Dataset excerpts
((
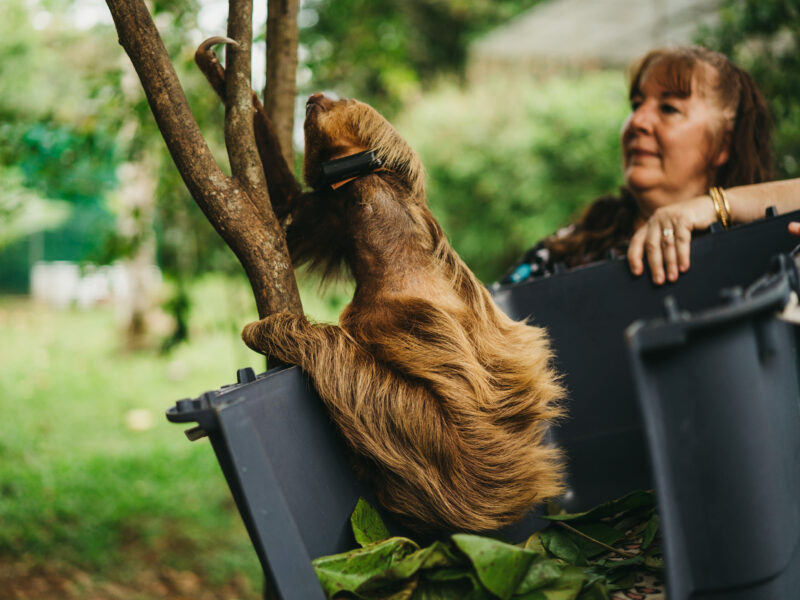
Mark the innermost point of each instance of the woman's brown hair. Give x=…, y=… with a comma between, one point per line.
x=608, y=223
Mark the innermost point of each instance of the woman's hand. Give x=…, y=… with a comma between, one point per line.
x=666, y=237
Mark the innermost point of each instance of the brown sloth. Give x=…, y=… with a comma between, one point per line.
x=444, y=400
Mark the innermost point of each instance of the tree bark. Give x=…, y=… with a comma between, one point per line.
x=237, y=206
x=281, y=87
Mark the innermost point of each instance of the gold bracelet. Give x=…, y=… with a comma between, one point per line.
x=725, y=204
x=718, y=199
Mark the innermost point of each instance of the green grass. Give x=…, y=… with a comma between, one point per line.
x=80, y=486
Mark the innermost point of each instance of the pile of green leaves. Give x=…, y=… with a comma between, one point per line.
x=582, y=556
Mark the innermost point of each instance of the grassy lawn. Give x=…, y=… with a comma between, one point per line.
x=97, y=490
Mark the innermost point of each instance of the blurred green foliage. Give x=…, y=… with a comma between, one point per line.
x=508, y=162
x=763, y=37
x=384, y=52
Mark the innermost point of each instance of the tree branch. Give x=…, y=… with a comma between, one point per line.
x=245, y=222
x=281, y=88
x=239, y=137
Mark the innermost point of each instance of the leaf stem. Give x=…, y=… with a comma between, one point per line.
x=595, y=541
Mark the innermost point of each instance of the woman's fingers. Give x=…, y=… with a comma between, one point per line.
x=652, y=247
x=669, y=252
x=636, y=251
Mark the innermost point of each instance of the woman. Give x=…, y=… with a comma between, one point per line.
x=695, y=150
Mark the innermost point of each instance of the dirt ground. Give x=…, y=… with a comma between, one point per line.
x=24, y=580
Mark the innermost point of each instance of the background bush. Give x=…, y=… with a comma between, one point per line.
x=508, y=162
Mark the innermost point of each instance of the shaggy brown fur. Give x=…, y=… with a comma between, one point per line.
x=445, y=399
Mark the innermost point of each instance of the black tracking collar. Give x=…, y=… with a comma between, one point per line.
x=339, y=171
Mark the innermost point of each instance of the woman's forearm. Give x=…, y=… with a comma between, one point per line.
x=750, y=202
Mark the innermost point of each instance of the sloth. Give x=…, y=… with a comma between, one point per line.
x=444, y=400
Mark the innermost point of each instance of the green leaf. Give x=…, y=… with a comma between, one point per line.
x=368, y=527
x=500, y=566
x=567, y=587
x=650, y=531
x=632, y=501
x=601, y=532
x=562, y=545
x=594, y=591
x=541, y=573
x=534, y=544
x=368, y=567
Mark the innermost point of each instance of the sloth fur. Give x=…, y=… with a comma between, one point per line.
x=444, y=400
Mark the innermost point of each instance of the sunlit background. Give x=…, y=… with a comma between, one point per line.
x=117, y=298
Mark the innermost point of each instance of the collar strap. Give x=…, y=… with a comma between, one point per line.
x=337, y=172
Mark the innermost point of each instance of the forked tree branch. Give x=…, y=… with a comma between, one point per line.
x=239, y=138
x=235, y=206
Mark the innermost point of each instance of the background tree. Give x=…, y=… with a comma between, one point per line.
x=763, y=36
x=384, y=52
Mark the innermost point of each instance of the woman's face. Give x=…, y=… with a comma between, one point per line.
x=671, y=144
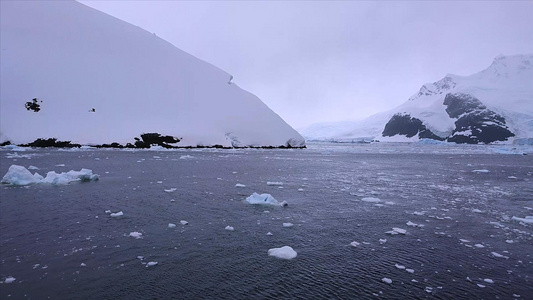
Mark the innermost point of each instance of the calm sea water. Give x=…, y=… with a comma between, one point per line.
x=466, y=244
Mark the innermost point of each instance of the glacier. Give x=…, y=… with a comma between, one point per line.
x=70, y=73
x=494, y=105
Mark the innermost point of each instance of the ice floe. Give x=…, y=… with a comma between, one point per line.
x=9, y=279
x=396, y=230
x=354, y=244
x=265, y=199
x=135, y=234
x=285, y=252
x=117, y=214
x=386, y=280
x=19, y=175
x=371, y=199
x=527, y=219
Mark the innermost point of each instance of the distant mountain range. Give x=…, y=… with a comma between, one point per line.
x=73, y=75
x=494, y=105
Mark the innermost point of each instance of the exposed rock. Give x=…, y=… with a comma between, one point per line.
))
Work instructions :: All of the records above should be returned exactly, though the pictures should not.

Response ::
Mark the innermost point of each instance of the woman's brown hair. Give x=…, y=… with a comma between, one point per line.
x=608, y=223
Mark the innermost point of each instance of the woman's hand. Give x=…, y=… with a comma between, one point per line.
x=666, y=237
Mark the innermost point of each instance of the brown sloth. Give x=…, y=… with a comma between, one point per line.
x=444, y=400
Mark the innermost point of each instance of the tree bark. Give x=…, y=… with a comma between, one point per line.
x=237, y=206
x=281, y=87
Mark the innermost point of each instance of the gold bracelet. Give x=…, y=… with a comma between, one point per line.
x=725, y=204
x=718, y=199
Mark the innermost point of each instance of the green grass. Give x=…, y=… with a comma between, one point per line.
x=80, y=486
Mark the innermost point of each instance of the pile of green leaves. Give x=…, y=… with a comma between, one point per line.
x=582, y=556
Mark the innermost point of each instance of the grassy lawn. Give x=…, y=… with a comma between, one point per line.
x=97, y=490
Mark the innermost point of each instance of the blurred green foliage. Give x=…, y=… with a comma between, one point per line.
x=508, y=162
x=763, y=37
x=384, y=52
Mark the innermost point of each instance of the tree branch. Give x=…, y=… with a comma between, one point per line.
x=245, y=222
x=281, y=88
x=239, y=137
Mark the innermost point of each instance of the leaf stem. Give x=…, y=… with a comma between, one point per line.
x=595, y=541
Mark the innermost point of each instance of the woman's fingers. Give x=…, y=… with a comma between, one point per line.
x=652, y=247
x=669, y=252
x=636, y=251
Mark the innermost point of each instance of the woman. Give x=…, y=… with a comma between, one point per line.
x=695, y=150
Mark the innermost point of each instance of the dirt ground. Give x=…, y=… with a comma between, one point per line.
x=24, y=580
Mark the innermost point of each instance of the background bush. Give x=…, y=… with a comma between, one point per line.
x=508, y=162
Mark the innermost point of each instance of the shaggy brown fur. Give x=…, y=… with a comma between, one point per line.
x=445, y=399
Mark the innermost point of each instance of the black tracking collar. Give x=…, y=… with a comma between, one point per line.
x=339, y=171
Mark the innermost point of each instance of the woman's forearm. Give x=…, y=… with a comma between, one point per line.
x=750, y=202
Mark the innermost point of each instance of the sloth. Give x=…, y=… with a comma between, one point per line.
x=444, y=400
Mark the innermost point of each instance of the green leaf. Give x=…, y=… with a comma between, one point per line.
x=368, y=527
x=500, y=566
x=567, y=587
x=650, y=531
x=632, y=501
x=601, y=532
x=562, y=545
x=594, y=591
x=541, y=573
x=534, y=544
x=368, y=567
Mark the innermost point of each instance of the sloth fur. Give x=…, y=… with a comma between, one point per line.
x=444, y=400
Mark the innermost point of each instance of the sunlit background. Give x=…, y=… with a comma between, one point per line.
x=117, y=298
Mark the innermost point of each instance of the collar strap. Give x=…, y=… with a comma between, one point per line.
x=337, y=172
Mark the innermost point of each instance of the forked tree branch. Give x=…, y=… with a comma between, one point per line.
x=239, y=138
x=235, y=206
Mark the innermost point of each instance of the background tree. Give x=…, y=… with a comma between, one point per line.
x=763, y=36
x=384, y=52
Mark the innermost point of each instance of the woman's face. Give x=…, y=… with a comma between, one point per line.
x=671, y=144
Mark the innermost point of each instance of the calm sea water. Give x=…, y=… with a comma between, one point per line.
x=466, y=244
Mark the innermost point of each instance of the glacier. Give x=…, y=… with a comma between, one point per line.
x=70, y=73
x=494, y=105
Mark the innermost point of each instance of the ice floe. Give x=…, y=… with a comma between, one point per line.
x=9, y=279
x=396, y=230
x=354, y=244
x=265, y=199
x=135, y=234
x=285, y=252
x=117, y=214
x=386, y=280
x=19, y=175
x=371, y=199
x=527, y=219
Mark the innermost point of each instance of the distant mountain range. Give x=…, y=… with a comma between, one point per line.
x=73, y=75
x=494, y=105
Mark the innermost point of each instance of the exposed rock. Give x=…, y=… with a comma between, one point per line.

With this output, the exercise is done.